▶ _Okuma metni_
━━━━━━━━━━
SURİYE DÜĞÜMÜNÜN BUGÜNÜ -2

SURİYE DÜĞÜMÜNÜN BUGÜNÜ -2

Son birkaç yıl boyunca belirli bir bölge dışında Suriye’de (iç) savaşın bittiğine ve sıranın artık siyasi çözüme geldiğine dair pek çok açıklama dinledik. Ayrıca  “siyasi sorunun” çözümünü sağlayacak bir “anayasa komisyonu” da kuruldu. Henüz  ileri doğru net bir adım atılamamış olsa da zaman zaman toplanıyor. Siyasi çözüm sorunu, anlaşıldığı kadarıyla henüz karşılıklı “peşrev” aşamasında. İnisiyatifin Suriye halkının değil, kendi “çözüm” planlarıyla işe dahil olan “dış güçlerin” elinde olması sorunun iyice çıkmaza girmesinin de nedeni. Bunlar aynı zamanda, Arap devrimleri döneminde Suriye’deki demokratik-devrimci dalgayı bastırmak veya onu istediği gibi kullanabilmek için farklı yönlerden müdahale edip ülkenin kanlı ve kaotik bir iç savaşa sürüklenmesine, halk muhalefetinin büyük bir bölümünün geri çekilmesine neden olan “uluslararası karşıdevrim cephesi”nin de unsurları. Bunların, Suriye halkının emekçi çoğunluğunun gerçek çıkarlarıyla en ufak bir ilgisi olmayan kendi özel çıkarları, hesapları var. Stratejik planları, bölgesel projeleri, taktikleri, iç ve dış ittifakları tamamen bu doğrultuda. Hepsinin de içeride, gerçekte kendi çıkarlarından başka hiçbir şeye bağlı olmayan bir takım uzantıları-işbirlikçileri var. Suriye’deki mücadele, hemen her zaman “demokrasi, hak, hukuk, adalet, insan hakları…” üzerine hikâyeler anlatsalar da gerçekte sorunlara buz gibi bir “jeopolitiğin” penceresinden bakan bu güçlerin kontrolünden çıkmadığı sürece Suriye halkının yararına hiçbir sonuca ulaşamayacaktır.
━━━━━━━━━━
(Kayıtlı veriler)
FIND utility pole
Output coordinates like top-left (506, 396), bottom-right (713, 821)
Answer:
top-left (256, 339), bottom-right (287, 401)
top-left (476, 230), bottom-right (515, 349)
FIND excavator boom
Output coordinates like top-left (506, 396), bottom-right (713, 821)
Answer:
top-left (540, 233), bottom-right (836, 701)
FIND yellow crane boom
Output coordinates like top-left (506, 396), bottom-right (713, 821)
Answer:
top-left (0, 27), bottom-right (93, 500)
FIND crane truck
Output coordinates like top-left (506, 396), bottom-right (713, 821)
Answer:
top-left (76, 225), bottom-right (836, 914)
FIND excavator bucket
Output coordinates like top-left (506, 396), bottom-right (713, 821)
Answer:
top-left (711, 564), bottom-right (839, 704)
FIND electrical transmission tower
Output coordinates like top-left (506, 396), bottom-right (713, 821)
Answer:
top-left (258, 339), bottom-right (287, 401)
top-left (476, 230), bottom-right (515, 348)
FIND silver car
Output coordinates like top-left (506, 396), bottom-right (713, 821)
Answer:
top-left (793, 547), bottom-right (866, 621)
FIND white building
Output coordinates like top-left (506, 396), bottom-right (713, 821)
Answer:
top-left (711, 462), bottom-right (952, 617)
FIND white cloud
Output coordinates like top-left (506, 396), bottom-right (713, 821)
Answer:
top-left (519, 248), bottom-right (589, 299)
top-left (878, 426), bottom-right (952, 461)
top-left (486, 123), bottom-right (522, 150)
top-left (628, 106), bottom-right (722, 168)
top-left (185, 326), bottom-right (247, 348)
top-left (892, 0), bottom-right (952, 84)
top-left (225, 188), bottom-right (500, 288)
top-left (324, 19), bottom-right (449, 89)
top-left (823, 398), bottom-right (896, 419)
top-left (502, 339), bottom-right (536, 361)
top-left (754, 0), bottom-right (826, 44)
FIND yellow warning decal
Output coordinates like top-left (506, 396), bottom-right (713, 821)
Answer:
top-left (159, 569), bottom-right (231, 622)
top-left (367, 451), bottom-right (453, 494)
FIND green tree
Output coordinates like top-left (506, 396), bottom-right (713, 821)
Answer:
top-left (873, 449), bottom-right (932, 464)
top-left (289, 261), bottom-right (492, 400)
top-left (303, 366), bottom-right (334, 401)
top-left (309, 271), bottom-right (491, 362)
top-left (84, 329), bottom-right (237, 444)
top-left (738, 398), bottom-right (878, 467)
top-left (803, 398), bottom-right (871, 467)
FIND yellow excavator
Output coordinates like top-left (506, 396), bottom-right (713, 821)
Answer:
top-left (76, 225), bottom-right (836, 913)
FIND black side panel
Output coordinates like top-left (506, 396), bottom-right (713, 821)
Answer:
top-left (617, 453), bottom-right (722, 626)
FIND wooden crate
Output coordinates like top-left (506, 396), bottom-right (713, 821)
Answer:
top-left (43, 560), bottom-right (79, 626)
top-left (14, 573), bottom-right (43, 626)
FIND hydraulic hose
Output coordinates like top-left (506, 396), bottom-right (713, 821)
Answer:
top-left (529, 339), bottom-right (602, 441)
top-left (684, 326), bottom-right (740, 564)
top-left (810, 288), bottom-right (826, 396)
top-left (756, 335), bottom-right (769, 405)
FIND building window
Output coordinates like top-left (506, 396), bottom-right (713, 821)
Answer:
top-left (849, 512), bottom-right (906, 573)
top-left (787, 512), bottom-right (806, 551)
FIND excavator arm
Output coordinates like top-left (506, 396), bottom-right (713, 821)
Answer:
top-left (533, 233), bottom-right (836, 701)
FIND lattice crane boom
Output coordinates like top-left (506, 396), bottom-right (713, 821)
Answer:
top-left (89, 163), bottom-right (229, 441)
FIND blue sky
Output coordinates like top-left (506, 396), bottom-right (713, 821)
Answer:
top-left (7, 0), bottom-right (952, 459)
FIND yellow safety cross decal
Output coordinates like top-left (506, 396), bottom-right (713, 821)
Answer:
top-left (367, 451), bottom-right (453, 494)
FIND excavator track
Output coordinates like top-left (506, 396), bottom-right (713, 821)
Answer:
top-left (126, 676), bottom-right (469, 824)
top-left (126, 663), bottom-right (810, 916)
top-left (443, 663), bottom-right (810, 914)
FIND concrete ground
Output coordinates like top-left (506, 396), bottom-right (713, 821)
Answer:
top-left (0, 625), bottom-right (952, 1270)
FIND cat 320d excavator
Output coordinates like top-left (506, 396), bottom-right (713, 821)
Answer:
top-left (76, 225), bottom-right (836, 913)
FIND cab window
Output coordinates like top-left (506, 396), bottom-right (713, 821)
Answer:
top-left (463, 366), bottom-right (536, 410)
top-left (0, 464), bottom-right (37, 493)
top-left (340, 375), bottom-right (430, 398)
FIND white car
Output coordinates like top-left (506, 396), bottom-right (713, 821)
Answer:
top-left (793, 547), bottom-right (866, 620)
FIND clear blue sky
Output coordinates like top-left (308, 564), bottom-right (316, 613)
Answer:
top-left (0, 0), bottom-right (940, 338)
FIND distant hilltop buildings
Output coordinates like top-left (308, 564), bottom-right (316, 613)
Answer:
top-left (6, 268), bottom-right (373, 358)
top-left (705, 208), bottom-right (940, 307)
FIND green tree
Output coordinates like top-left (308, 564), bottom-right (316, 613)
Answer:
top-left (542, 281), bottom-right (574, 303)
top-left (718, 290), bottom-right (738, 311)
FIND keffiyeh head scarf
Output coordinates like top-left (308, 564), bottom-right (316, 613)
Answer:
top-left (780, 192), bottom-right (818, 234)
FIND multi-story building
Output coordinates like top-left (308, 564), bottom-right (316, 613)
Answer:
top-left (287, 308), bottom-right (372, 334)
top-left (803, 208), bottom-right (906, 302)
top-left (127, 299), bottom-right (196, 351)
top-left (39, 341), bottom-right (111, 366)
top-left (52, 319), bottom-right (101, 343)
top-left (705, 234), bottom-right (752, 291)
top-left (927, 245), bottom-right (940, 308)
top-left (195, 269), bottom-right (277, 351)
━━━━━━━━━━
Suriye'deki siyasi çözüm sorununu ele alan metni, tek kelimesini bile değiştirmeden baştan sona yazdır. Kayıtların metinle hiçbir bağlantısı yoktur.

SURİYE DÜĞÜMÜNÜN BUGÜNÜ -2

SURİYE DÜĞÜMÜNÜN BUGÜNÜ -2

Son birkaç yıl boyunca belirli bir bölge dışında Suriye’de (iç) savaşın bittiğine ve sıranın artık siyasi çözüme geldiğine dair pek çok açıklama dinledik. Ayrıca  “siyasi sorunun” çözümünü sağlayacak bir “anayasa komisyonu” da kuruldu. Henüz  ileri doğru net bir adım atılamamış olsa da zaman zaman toplanıyor. Siyasi çözüm sorunu, anlaşıldığı kadarıyla henüz karşılıklı “peşrev” aşamasında. İnisiyatifin Suriye halkının değil, kendi “çözüm” planlarıyla işe dahil olan “dış güçlerin” elinde olması sorunun iyice çıkmaza girmesinin de nedeni. Bunlar aynı zamanda, Arap devrimleri döneminde Suriye’deki demokratik-devrimci dalgayı bastırmak veya onu istediği gibi kullanabilmek için farklı yönlerden müdahale edip ülkenin kanlı ve kaotik bir iç savaşa sürüklenmesine, halk muhalefetinin büyük bir bölümünün geri çekilmesine neden olan “uluslararası karşıdevrim cephesi”nin de unsurları. Bunların, Suriye halkının emekçi çoğunluğunun gerçek çıkarlarıyla en ufak bir ilgisi olmayan kendi özel çıkarları, hesapları var. Stratejik planları, bölgesel projeleri, taktikleri, iç ve dış ittifakları tamamen bu doğrultuda. Hepsinin de içeride, gerçekte kendi çıkarlarından başka hiçbir şeye bağlı olmayan bir takım uzantıları-işbirlikçileri var. Suriye’deki mücadele, hemen her zaman “demokrasi, hak, hukuk, adalet, insan hakları…” üzerine hikâyeler anlatsalar da gerçekte sorunlara buz gibi bir “jeopolitiğin” penceresinden bakan bu güçlerin kontrolünden çıkmadığı sürece Suriye halkının yararına hiçbir sonuca ulaşamayacaktır.